» INSTRUCTION: Starting at the line that contains "Mark each instance of the rear door window", quote each line exactly through the last line of the entries, both included.

» SUPPLIED ENTRIES:
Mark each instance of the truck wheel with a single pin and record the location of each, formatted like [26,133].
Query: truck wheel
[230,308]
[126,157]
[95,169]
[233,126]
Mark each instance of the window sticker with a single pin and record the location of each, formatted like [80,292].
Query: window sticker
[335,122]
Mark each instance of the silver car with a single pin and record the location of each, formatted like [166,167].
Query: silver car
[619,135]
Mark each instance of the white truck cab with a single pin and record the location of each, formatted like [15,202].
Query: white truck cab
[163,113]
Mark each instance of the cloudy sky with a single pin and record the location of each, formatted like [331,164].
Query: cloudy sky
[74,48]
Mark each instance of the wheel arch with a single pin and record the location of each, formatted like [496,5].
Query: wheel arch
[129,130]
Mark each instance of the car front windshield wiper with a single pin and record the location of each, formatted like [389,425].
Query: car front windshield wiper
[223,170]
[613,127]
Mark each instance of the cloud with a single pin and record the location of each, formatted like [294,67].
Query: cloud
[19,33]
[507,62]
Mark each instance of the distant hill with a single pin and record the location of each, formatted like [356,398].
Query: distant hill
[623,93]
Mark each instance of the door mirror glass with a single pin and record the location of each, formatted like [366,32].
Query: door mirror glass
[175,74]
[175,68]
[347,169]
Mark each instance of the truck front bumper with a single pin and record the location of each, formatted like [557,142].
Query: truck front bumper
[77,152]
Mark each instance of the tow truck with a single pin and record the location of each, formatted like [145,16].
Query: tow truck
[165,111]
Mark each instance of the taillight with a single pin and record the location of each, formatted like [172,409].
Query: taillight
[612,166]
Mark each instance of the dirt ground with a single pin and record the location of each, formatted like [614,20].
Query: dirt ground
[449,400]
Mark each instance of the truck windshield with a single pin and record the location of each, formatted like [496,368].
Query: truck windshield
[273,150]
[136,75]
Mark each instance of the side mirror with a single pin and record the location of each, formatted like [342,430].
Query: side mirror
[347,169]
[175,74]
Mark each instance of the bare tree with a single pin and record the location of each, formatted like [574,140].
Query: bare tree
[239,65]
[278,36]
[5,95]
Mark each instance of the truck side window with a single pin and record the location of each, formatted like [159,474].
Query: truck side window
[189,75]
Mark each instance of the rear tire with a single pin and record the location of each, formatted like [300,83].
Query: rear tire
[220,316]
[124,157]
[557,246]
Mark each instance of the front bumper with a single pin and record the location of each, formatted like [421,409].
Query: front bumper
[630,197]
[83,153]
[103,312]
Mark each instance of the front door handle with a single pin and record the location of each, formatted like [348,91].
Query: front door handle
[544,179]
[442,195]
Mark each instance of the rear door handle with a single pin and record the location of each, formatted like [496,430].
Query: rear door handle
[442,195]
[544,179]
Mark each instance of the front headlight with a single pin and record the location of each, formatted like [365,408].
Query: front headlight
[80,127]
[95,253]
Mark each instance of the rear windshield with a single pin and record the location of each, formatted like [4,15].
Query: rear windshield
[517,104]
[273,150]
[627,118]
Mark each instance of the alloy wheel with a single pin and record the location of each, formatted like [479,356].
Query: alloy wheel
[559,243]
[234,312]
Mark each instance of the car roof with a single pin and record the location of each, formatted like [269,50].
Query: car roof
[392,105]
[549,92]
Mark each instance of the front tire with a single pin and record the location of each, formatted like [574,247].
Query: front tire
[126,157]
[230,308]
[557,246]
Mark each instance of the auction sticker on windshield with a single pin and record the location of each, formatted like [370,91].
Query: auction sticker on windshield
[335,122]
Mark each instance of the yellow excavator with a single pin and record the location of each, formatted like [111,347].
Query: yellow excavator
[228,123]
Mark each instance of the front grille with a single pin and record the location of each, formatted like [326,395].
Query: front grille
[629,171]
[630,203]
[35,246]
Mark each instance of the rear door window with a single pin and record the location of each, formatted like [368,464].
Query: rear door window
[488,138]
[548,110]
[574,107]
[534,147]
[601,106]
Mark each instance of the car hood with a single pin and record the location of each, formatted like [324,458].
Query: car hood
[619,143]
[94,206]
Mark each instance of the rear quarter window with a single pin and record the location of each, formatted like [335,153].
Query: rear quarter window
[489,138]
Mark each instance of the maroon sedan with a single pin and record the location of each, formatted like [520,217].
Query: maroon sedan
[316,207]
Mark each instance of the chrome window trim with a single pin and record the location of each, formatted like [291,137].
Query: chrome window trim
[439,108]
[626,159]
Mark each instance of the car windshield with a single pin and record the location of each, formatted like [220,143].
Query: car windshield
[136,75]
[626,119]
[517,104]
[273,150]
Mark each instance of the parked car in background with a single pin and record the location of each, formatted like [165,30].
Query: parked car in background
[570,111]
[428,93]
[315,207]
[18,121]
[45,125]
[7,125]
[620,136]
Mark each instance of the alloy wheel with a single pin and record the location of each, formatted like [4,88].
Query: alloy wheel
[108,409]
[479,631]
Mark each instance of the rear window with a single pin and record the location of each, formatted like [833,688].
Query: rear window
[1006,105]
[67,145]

» TASK SOLUTION:
Mark each instance of the rear door window with a single pin and record the location of each, formatted like [368,464].
Query: rear door window
[488,138]
[548,110]
[574,107]
[534,147]
[601,106]
Mark each instance of the car hood with a single pin and record the location of each, formatted like [324,458].
Query: car hood
[619,143]
[94,206]
Mark each instance of the rear quarter window with a single pin and record the location of each, formatted like [335,153].
Query: rear quarter window
[489,138]
Mark each instance of the maroon sedan with a single pin and record the location of each, formatted like [520,217].
Query: maroon sedan
[316,207]
Mark each instance of the chrome window trim with a single pin and record the location of each, formatted like [291,137].
Query: chrome window trim
[439,108]
[626,159]
Mark each instance of the car windshield with a single pin and record the location of each, formatted like [220,143].
Query: car windshield
[136,75]
[626,119]
[517,104]
[273,150]
Mark each instance of the parked car in background with a single pin and record the location of each, formatted like [165,30].
Query: parked car in background
[570,111]
[428,93]
[315,207]
[18,121]
[45,125]
[7,125]
[620,136]
Mark each instance of the alloy wheel with a single pin and record the location of each, formatted like [4,88].
Query: alloy wheel
[108,409]
[479,631]
Mark each instance of the rear window with a single pin and record the location of each, formatted like [833,688].
Query: rear window
[1006,105]
[67,145]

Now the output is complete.